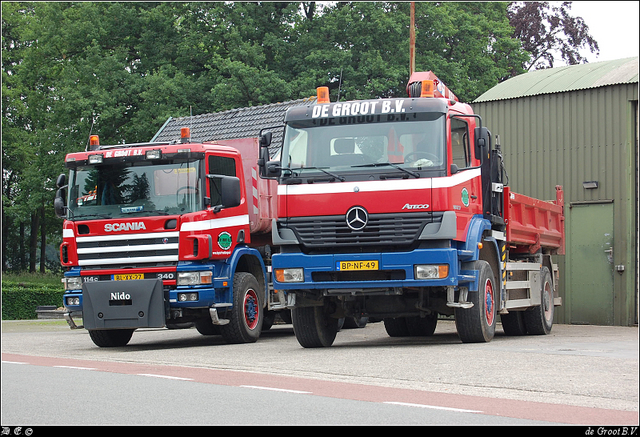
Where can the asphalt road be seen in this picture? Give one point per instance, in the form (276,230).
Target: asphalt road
(584,375)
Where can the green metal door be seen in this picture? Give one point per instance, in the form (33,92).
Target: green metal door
(591,263)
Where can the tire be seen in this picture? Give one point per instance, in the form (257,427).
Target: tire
(396,327)
(206,327)
(539,320)
(513,323)
(247,313)
(313,327)
(422,326)
(111,338)
(478,323)
(269,318)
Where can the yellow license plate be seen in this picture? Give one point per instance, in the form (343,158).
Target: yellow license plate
(357,265)
(128,277)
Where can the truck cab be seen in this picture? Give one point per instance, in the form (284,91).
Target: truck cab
(158,234)
(390,208)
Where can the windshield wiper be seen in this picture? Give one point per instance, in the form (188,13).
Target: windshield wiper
(73,216)
(333,175)
(381,164)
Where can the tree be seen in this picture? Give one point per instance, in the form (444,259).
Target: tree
(548,31)
(121,69)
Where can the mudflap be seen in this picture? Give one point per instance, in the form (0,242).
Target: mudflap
(123,304)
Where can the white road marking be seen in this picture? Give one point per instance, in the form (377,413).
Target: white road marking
(165,376)
(460,410)
(75,367)
(275,389)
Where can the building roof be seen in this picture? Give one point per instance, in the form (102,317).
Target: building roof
(563,79)
(235,123)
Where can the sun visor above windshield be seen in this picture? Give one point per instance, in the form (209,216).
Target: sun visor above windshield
(379,110)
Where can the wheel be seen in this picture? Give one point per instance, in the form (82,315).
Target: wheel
(539,320)
(513,323)
(313,327)
(422,326)
(355,322)
(396,327)
(478,323)
(111,338)
(247,314)
(206,327)
(269,318)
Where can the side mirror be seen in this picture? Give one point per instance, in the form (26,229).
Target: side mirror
(268,169)
(59,203)
(265,139)
(231,195)
(483,140)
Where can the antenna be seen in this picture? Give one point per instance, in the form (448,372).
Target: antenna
(86,148)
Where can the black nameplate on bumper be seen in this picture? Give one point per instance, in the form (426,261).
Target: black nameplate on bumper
(123,304)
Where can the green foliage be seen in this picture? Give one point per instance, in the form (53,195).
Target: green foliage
(121,69)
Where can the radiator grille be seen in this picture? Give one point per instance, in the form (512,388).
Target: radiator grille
(128,249)
(382,230)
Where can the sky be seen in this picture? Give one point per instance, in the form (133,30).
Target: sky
(614,25)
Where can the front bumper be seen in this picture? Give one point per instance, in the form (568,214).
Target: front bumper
(394,270)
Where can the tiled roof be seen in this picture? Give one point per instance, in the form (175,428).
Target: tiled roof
(235,123)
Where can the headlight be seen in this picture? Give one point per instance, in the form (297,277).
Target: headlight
(194,278)
(290,275)
(72,283)
(431,271)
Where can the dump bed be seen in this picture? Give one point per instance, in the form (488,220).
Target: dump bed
(261,193)
(533,224)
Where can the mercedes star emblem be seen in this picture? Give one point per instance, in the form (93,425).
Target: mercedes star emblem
(357,218)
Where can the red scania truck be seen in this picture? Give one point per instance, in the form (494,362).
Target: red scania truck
(167,234)
(397,209)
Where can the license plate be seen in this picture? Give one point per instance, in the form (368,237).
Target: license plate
(128,277)
(357,265)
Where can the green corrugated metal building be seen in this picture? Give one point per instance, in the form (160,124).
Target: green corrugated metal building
(577,126)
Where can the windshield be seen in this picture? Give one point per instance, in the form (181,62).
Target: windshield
(125,190)
(414,143)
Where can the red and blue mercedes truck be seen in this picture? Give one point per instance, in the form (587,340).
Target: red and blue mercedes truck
(167,235)
(397,209)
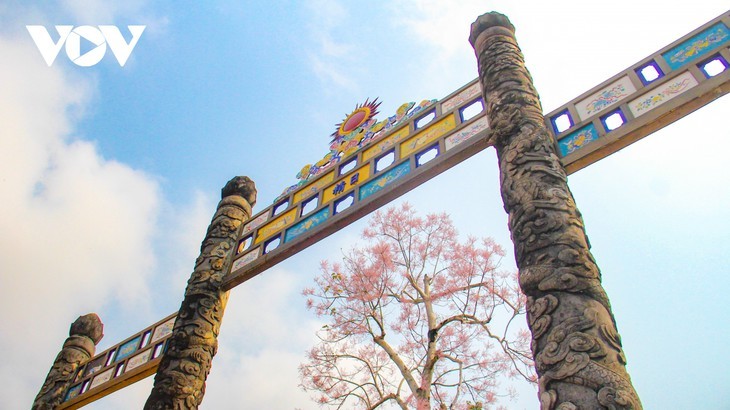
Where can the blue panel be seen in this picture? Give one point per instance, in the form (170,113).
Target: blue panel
(307,224)
(577,139)
(127,349)
(697,46)
(73,392)
(384,180)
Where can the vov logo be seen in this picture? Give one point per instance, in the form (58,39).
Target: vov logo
(99,37)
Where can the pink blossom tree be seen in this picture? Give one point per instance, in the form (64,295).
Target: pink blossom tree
(416,319)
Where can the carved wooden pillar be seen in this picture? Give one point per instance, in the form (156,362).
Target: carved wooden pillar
(180,379)
(576,346)
(78,349)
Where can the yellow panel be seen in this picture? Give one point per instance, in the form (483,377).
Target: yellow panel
(314,187)
(344,184)
(385,144)
(428,135)
(276,225)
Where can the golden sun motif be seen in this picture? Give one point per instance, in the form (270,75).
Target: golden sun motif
(362,114)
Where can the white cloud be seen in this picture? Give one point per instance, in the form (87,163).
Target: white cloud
(329,59)
(70,220)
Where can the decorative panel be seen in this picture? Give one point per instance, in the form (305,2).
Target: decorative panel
(665,92)
(605,98)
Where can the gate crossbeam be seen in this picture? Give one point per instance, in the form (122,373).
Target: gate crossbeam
(645,97)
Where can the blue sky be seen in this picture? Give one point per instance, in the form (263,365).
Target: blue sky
(109,175)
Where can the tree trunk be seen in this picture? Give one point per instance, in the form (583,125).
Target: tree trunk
(180,379)
(577,349)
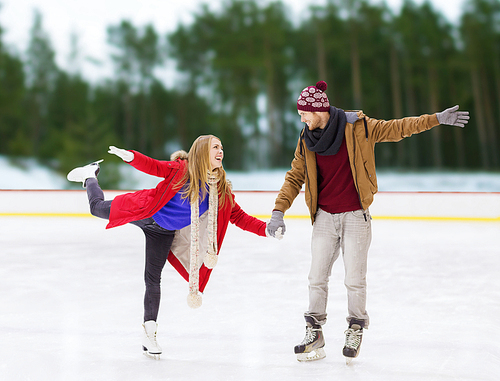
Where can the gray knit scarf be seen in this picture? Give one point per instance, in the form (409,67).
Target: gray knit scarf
(327,141)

== Your objective ==
Images in the records should not be copied. Repeat all the rest exactly.

== Solution ==
Where can the asphalt road be seen in this picture? Give one point per instance, in the form (276,230).
Target: asphalt road
(584,375)
Where can the green metal door be seen in this picture? Give one point per instance, in the form (33,92).
Target: green metal door
(591,263)
Where can the tire be seen in this picture? Give one point per instance, in the form (257,427).
Target: tire
(396,327)
(206,327)
(539,320)
(513,323)
(247,313)
(313,327)
(422,326)
(111,338)
(478,323)
(269,318)
Where can the yellow license plate be seen in this picture? Give one point per instance, in the form (343,158).
Target: yellow license plate
(357,265)
(128,277)
Where can the truck cab be seen in this picture? Give one point per instance, in the form (284,91).
Target: truck cab
(158,234)
(390,208)
Where can the windshield wiper be seen in this picture? Give one point per instance, in the form (188,13).
Target: windshield wiper
(73,216)
(333,175)
(381,164)
Where can the tree be seen in this picture? Give one point per instance, in the form (444,259).
Target: tree
(548,31)
(121,69)
Where can the mudflap be seen in this picture? Give one point per instance, in the form (0,242).
Target: mudflap
(123,304)
Where can the white road marking be seen in this picture? Give one point per instance, in the form (377,413).
Target: white road marking
(165,376)
(460,410)
(75,367)
(275,389)
Where can the building roof be seen in this picture? Give one point per instance, in the form (102,317).
Target: building roof
(563,79)
(235,123)
Where can the sun visor above windshield be seen in this picture? Give one point per instance, in the form (209,216).
Target: sun visor above windshield
(379,110)
Where can the wheel be seen in this picture? Give one point per instance, in the form (82,315).
Target: wheel
(539,320)
(513,323)
(313,327)
(422,326)
(355,322)
(396,327)
(478,323)
(111,338)
(247,314)
(206,327)
(269,318)
Where can the side mirror be seen in this picture? Give one point per instance, in the form (26,229).
Target: side mirror
(268,169)
(59,203)
(265,139)
(231,195)
(483,140)
Where can the antenna be seen in this picture? Give one point per instance, in the form (448,372).
Target: antenna
(86,148)
Where can the black nameplate on bumper be seen in this picture? Give one point per instance, in the form (426,261).
Target: black nameplate on bumper
(123,304)
Where can the green foliage be seen in this picture? Give one point per instance, in the form (53,195).
Target: green foliage
(121,69)
Where can the radiator grille be seen in this picture? Give one point per instance, in the form (512,388).
Target: radiator grille
(128,249)
(382,230)
Where can the sky be seen in this picture? Give one point per instance, in the form (133,30).
Target: sky
(614,25)
Where can the front bumper be seen in this picture? Give one point per instance, in the form (568,214).
Target: front bumper
(394,270)
Where can the tiled roof be seen in this picture? Give one point per instance, in the form (175,428).
Target: tiled roof
(235,123)
Where can the headlight be seen in this picture? Give one point per instance, in the form (297,277).
Target: headlight
(194,278)
(290,275)
(72,283)
(431,271)
Where can the dump bed be seen in this picture? Give one point per instance, in the form (488,220).
Target: dump bed
(261,193)
(533,224)
Where can the mercedes star emblem be seen in this picture? Give one point per instance, in the form (93,425).
Target: mercedes star emblem
(357,218)
Where can the red scania truck be seen in this picture? Give one point per instance, in the form (494,362).
Target: red scania truck
(167,234)
(397,209)
Where can the license plate be seen in this picture? Give one point per instance, in the form (368,237).
Target: license plate
(128,277)
(357,265)
Where can the green corrugated metal building be seen in this picture? Give one point per instance, in the form (160,124).
Target: green corrugated metal building
(577,126)
Where can the windshield be seen in this picture? Give one point per instance, in the form (181,62).
Target: windshield
(125,190)
(414,143)
Where can the red and blue mercedes truck be seen in this picture? Give one point per instance, in the form (587,340).
Target: red and blue mercedes truck
(167,235)
(397,209)
Where can the blue panel be seen in this picture? Give one point per instance, in the form (170,113).
Target: blue panel
(307,224)
(577,139)
(127,349)
(697,46)
(73,392)
(384,180)
Where can the vov logo be seen in this picture? Give one point per instance, in the form (58,39).
Target: vov logo
(99,37)
Where can the pink blossom tree be seen in this picture? Give one point per instance, in the form (64,295).
Target: pink blossom tree
(416,319)
Where can the carved wooden pillar be seen in this picture? Give one point per instance, in the form (156,362).
Target: carved wooden pillar
(180,379)
(576,346)
(78,349)
Where can the yellow panel be seen in this picture? Give one point per instance, in the form (483,377).
Target: yellow panel
(314,187)
(344,184)
(385,144)
(428,135)
(276,225)
Where can the golden sun motif be seen in this picture? Give one point per instance, in the form (270,75).
Target: golden sun motif
(362,114)
Where can the white cloud be seen in this picture? Give one point per instance, in the form (87,163).
Target: white cloud
(329,59)
(70,220)
Where can the decorative panel be seen in this picture? Give one point per instance, in the form (305,2).
Target: decorative panel
(665,92)
(605,98)
Where can the gate crossbeam be seen in this picture? Give one point per instance, in the form (122,373).
Target: gate crossbeam
(645,97)
Where can the blue sky be seen in this picture? Give one point per instance, in the form (263,365).
Target: blue sky
(109,175)
Where can the tree trunk be seen in this picture? Give one point per instance, in the form (583,125).
Target: tree trunk
(180,379)
(577,349)
Where can the gray knit scarf be seen in this picture? Give one point per instance, in the form (409,67).
Target: gray knit scarf
(327,141)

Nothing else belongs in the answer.